--- DOCUMENT EXCERPT ---
★ ★ ★
But, this implementation need deep recursion instantiation, if tuple has a lot parameters ( more that 100 or 200 parameters).

Q1: Why C++11 was not added special operator for getting elements by index? like tuple[2] or tuple[0] ?

Q2: Is possible reduce the deep instantiation? For example in D language more template algorithms (in typetuple) needed O(log(N) ) deep instantiation.

EDIT: Q1: Why C++11 was not added special operator for getting elements by index from variadic templates? like template< class ...T> struct index{ typedef T[3] third_element;}

share|improve this question
    
"more that 100 or 200 parameters" I'm fairly sure no compiler supports tuples with that many parameters anyway. –  Nicol Bolas Sep 3 '13 at 13:09
    
@NicolBolas My g++4.8.1 compiles a 300-element tuple created via the indices trick; clang++3.2.1 segfaults somewhere between 150 and 200 arguments (might also be the indices trick, who knows). Had to raise template instantiation depth for both, though. –  dyp Sep 3 '13 at 13:26
    
@DyP: Fair enough. Though as you point out, it's not exactly the default case. –  Nicol Bolas Sep 3 '13 at 13:32
1  
Huh, I was sure there was a proposal for random access into parameter packs, but I can't find it. Which answers the question why it isn't there: because nobody proposed it. –  Sebastian Redl Sep 3 '13 at 14:09
    
@SebastianRedl: There was discussion about it on the mailing list, but there's no effective way to use such a feature without having some kind of compile-time "static for" construct. Even constexpr won't work, since pack[0] can have a different type from pack[1]. Whatever you use as an index must be a constant expression. And there is no way to loop over some number of things with an index that is a constant expression. –  Nicol Bolas Sep 4 '13 at 5:54

3 Answers 3

up vote 5 down vote accepted

Why C++11 was not added special operator for getting elements by index? like tuple2 or tuple[0] ?
★ ★ ★
--- STORED RECORDS ---
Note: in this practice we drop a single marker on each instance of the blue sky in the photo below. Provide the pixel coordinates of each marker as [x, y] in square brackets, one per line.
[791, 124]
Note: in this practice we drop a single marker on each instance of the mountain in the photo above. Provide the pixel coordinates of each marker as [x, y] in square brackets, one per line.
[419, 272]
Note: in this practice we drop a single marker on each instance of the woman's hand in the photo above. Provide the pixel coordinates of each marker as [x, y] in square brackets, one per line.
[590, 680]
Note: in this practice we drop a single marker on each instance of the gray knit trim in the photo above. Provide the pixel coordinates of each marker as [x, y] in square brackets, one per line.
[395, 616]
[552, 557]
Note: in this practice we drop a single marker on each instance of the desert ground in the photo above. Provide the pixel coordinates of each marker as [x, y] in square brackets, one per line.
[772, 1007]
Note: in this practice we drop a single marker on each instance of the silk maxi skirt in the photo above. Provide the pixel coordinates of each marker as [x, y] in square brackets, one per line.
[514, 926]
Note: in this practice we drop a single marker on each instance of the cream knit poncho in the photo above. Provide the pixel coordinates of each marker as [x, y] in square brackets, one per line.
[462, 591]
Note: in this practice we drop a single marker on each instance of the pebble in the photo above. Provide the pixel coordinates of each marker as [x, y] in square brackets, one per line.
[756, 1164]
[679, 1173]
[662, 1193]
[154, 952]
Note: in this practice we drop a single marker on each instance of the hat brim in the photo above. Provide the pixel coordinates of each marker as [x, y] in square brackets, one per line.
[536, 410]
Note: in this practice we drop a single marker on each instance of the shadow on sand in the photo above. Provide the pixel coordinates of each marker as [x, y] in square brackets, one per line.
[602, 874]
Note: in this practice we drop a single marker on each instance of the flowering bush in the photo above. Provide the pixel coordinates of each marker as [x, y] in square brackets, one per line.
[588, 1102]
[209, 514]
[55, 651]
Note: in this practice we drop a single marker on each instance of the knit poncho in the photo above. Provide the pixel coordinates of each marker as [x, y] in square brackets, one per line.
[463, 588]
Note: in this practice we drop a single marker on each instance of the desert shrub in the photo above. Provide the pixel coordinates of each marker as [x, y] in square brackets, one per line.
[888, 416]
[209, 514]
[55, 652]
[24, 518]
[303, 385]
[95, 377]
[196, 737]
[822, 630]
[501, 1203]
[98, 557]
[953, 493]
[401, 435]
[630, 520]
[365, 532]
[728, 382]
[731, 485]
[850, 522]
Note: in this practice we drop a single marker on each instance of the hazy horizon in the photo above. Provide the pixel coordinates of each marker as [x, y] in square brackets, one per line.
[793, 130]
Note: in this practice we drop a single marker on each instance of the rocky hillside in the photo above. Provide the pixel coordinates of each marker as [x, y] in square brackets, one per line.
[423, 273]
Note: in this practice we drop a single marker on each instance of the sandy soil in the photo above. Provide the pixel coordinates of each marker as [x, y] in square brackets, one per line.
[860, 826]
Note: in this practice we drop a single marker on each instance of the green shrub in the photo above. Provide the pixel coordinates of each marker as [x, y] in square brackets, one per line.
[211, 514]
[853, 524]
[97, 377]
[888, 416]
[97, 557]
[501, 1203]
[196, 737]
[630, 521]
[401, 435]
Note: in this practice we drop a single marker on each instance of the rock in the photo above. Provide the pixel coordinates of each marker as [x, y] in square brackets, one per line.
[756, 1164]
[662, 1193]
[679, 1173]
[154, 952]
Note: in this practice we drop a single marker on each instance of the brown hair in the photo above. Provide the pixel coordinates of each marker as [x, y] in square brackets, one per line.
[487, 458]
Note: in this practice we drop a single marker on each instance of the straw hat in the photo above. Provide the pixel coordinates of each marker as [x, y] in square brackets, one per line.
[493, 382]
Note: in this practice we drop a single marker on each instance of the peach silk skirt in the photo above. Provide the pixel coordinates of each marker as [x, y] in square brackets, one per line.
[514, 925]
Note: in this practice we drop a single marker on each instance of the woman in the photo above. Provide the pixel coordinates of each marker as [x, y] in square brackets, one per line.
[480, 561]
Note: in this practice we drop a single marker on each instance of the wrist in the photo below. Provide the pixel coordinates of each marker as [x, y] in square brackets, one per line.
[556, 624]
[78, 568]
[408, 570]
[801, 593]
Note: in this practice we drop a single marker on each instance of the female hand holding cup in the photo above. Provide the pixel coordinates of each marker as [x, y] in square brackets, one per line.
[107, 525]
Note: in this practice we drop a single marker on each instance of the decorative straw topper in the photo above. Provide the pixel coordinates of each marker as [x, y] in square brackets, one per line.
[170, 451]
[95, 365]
★ ★ ★
--- SHORT EXERCISE 1 ---
List the timestamp of every comment in the C++11 tuple thread.
--- SHORT EXERCISE 2 ---
Decide whether each statement agrees with the C++11 tuple thread. Answer yes or no and quote the deciding words.
(a) g++4.8.1 compiled a tuple with 300 elements.
(b) clang++3.2.1 handled 200 arguments without failing.
(c) Sebastian Redl located a proposal for random access into parameter packs.
--- SHORT EXERCISE 3 ---
Pick up the C++11 tuple thread after its last line and continue it.

--- FINAL ANSWER 1 ---
Sep 3 '13 at 13:09
Sep 3 '13 at 13:26
Sep 3 '13 at 13:32
Sep 3 '13 at 14:09
Sep 4 '13 at 5:54

--- FINAL ANSWER 2 ---
(a) Yes: "My g++4.8.1 compiles a 300-element tuple created via the indices trick"
(b) No: "clang++3.2.1 segfaults somewhere between 150 and 200 arguments"
(c) No: "I was sure there was a proposal for random access into parameter packs, but I can't find it."

--- FINAL ANSWER 3 ---
First, because even if they did, it'd still work the same way: with recursion. Tuples are primarily a library feature. Though they piggy-back off of language features like variadic templates, they were more or less functional in C++98/03.

Second, that would not be possible. Not without a very difficult language change.

It's not clear what you mean by tuple[2].

If you mean that std::tuple<int, float, std::string>[2] should somehow resolve to the typename std::string, then that means you now need to explain why this works. Again, tuples are a library feature, not a language construct. So there would have to be some language construct whereby typename[integer] is a valid construct. What would that be and what would it mean?

If you mean that given:

std::tuple<int, float, std::string> tpl{...};

We should be able to get the string with tpl[2], that's several shades of "not going to happen". C++ is a statically typed language. The only reason std::get is able to get away with what it does is that the integer index is not a function parameter; it is a template parameter. That is what allows std::get<0> to return a completely different type from std::get<2>. That can't happen with operator[](int); that function must always return the same type.

So now you'd need to have something like template<class T, int i> ... operator[](). And that would be very confusing, because you can no longer do tpl[runtimeValue] on that type (since template parameters must be compile-time values). There is no such type where operator[] is restricted from being able to work on runtime values. So you'd be creating a very oddball type.

And even then... it would still have to do recursion to get the value.

Is possible reduce the deep instantiation?

Outside of compile times (which is not an unreasonable issue), what does it matter? A decent inliner will throw most of them away.

As for compile times, there are non-recursive implementations of various features of std::tuple. Whether they can do tuple_element non-recursively, I don't think so. This libc++ implementation seems to suggest that it can't, despite implementing the tuple itself non-recursively.

share|improve this answer

I think this implementation has O(log(N)) instantiation depth; kudos to Xeo for the O(log(N)) indices trick (modified to use std::size_t instead of unsigned).

Edit: I realized there's a different, simpler and probably faster (compilation time) solution to get the nth type of a tuple.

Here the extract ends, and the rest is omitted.